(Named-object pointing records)
»»

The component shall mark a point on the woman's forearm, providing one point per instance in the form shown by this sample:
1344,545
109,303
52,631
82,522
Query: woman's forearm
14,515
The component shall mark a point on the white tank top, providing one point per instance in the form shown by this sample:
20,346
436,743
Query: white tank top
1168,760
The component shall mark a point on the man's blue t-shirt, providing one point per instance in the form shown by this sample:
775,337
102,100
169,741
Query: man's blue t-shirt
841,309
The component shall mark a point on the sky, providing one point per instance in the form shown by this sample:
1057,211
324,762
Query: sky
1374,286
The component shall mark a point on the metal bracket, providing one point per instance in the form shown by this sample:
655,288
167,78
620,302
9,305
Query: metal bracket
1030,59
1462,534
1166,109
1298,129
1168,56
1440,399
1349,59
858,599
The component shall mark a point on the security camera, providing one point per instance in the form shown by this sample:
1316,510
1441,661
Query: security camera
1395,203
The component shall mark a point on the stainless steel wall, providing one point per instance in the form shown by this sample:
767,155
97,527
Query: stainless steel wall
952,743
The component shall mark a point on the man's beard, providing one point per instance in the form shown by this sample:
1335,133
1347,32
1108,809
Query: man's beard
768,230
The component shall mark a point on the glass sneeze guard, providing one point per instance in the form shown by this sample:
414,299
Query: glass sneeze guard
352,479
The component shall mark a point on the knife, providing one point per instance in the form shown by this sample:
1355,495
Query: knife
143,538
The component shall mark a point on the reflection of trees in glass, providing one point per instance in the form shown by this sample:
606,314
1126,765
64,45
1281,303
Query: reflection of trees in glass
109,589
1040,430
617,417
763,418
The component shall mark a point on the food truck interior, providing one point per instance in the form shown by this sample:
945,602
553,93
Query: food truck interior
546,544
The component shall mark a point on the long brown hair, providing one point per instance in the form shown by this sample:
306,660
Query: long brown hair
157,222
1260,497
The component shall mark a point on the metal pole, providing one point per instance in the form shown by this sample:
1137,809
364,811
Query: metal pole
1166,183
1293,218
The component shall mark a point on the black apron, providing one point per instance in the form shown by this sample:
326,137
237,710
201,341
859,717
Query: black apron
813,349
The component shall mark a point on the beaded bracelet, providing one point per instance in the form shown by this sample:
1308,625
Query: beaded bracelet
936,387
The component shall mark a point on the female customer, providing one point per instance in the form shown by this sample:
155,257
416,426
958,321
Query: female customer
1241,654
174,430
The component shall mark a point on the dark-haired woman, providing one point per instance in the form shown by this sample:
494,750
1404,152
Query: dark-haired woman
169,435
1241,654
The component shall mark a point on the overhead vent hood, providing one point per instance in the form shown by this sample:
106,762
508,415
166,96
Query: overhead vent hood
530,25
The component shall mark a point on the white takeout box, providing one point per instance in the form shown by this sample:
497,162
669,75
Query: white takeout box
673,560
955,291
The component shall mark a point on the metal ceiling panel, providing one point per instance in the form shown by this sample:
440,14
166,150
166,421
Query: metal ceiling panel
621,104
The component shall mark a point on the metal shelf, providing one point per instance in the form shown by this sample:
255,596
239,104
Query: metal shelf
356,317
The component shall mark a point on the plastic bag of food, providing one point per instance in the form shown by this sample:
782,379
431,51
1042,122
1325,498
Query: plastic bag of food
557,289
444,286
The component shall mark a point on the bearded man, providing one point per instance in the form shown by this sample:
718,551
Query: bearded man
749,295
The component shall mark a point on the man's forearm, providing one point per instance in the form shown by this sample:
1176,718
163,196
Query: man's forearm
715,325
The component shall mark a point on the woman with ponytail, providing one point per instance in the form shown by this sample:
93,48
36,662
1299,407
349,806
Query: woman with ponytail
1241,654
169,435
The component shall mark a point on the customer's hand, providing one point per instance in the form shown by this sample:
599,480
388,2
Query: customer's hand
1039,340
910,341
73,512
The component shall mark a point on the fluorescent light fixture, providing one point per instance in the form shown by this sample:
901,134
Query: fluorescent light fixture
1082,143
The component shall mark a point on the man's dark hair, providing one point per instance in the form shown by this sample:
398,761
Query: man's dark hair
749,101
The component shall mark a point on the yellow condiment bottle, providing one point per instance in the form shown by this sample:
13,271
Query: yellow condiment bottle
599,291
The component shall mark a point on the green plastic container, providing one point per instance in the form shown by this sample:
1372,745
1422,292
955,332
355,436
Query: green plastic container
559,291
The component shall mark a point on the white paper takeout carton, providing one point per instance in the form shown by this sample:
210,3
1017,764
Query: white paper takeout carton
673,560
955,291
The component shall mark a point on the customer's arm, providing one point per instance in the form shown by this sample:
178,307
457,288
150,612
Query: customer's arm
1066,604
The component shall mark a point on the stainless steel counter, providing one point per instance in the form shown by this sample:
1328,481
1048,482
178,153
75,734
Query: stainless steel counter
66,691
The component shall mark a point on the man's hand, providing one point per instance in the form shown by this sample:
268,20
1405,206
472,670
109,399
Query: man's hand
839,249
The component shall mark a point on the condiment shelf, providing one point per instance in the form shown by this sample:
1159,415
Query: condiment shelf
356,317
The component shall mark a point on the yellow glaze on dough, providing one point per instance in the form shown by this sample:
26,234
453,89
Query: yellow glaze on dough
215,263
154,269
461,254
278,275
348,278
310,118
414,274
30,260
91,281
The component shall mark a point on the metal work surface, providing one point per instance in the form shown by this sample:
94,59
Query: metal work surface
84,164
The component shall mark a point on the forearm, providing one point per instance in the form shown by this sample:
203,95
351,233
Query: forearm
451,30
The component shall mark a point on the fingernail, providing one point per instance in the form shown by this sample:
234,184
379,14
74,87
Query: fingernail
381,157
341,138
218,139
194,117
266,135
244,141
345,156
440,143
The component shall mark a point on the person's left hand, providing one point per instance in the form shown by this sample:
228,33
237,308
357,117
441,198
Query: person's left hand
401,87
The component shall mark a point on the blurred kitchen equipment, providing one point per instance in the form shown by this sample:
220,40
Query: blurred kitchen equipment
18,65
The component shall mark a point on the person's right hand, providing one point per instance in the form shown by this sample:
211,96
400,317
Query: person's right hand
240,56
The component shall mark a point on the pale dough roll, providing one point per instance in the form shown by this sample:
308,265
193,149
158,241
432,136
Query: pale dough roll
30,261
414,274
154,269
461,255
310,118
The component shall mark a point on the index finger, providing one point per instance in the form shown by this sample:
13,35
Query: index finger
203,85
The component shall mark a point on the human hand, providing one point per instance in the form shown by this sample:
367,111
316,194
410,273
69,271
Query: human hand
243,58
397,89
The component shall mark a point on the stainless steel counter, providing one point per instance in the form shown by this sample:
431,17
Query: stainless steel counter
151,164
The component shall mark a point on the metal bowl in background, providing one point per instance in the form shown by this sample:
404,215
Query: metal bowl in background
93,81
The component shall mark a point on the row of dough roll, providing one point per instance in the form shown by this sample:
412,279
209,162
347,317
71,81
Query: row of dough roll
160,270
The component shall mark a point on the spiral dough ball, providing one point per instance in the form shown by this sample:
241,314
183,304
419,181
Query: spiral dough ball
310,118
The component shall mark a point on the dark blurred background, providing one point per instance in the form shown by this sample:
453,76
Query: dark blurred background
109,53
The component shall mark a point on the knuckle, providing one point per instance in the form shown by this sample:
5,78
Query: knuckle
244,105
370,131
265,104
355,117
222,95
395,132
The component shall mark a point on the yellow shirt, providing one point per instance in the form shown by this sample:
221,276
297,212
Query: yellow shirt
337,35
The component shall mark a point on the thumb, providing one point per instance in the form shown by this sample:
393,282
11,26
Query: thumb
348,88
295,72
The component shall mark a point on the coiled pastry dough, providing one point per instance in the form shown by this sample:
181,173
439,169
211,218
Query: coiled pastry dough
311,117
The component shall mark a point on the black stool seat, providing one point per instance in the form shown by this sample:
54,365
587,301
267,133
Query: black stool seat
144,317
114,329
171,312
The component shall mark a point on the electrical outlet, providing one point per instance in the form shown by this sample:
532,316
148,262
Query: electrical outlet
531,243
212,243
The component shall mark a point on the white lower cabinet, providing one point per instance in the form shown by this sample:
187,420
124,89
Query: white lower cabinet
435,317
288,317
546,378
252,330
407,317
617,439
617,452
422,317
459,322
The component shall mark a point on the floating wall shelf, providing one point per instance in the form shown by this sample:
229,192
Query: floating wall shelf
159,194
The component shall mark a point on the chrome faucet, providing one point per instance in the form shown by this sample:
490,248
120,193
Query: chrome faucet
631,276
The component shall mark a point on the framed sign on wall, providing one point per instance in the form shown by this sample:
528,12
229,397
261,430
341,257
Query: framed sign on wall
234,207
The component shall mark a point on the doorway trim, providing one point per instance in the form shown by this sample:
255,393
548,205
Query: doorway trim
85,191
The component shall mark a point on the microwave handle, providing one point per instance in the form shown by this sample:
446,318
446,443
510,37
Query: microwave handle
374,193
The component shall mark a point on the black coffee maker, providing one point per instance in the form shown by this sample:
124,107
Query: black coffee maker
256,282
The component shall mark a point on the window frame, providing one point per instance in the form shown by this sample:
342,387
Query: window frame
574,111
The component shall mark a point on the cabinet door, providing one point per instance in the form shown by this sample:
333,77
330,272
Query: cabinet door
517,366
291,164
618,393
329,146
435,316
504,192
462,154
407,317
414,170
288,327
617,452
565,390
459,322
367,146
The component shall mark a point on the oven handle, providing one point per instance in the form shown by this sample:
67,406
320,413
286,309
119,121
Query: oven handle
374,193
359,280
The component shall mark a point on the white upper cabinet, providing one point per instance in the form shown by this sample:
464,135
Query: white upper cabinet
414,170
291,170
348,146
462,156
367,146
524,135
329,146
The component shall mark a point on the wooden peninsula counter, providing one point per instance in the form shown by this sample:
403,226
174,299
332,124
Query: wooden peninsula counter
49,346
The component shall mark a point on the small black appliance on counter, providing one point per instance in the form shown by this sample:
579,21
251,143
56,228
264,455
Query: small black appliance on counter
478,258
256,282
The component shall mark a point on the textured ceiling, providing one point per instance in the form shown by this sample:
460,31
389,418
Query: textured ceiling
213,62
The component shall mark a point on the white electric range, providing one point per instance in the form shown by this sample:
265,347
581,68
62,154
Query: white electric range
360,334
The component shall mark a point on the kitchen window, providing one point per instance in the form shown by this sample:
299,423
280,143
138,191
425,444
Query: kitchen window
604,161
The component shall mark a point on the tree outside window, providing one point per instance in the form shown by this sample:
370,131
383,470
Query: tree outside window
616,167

««

> YOUR OBJECTIVE:
Find the line that contains "The component shall mark a point on the white electric". Repeat it and every line after it, exactly as written, up to and including the last line of the records above.

> EXERCISE OUTPUT:
The component shall mark a point on the white electric range, providing one point per instance in the form shown by this sample:
265,347
581,68
62,154
Query: white electric range
360,334
The component shall mark a point on the kitchen window, providing one point per instance in the form shown by this sample:
299,423
280,143
138,191
425,444
Query: kitchen window
604,161
The component shall mark a point on the tree outside window, providing one point per instance in the form shown by this sample:
370,131
383,470
Query: tree outside window
616,167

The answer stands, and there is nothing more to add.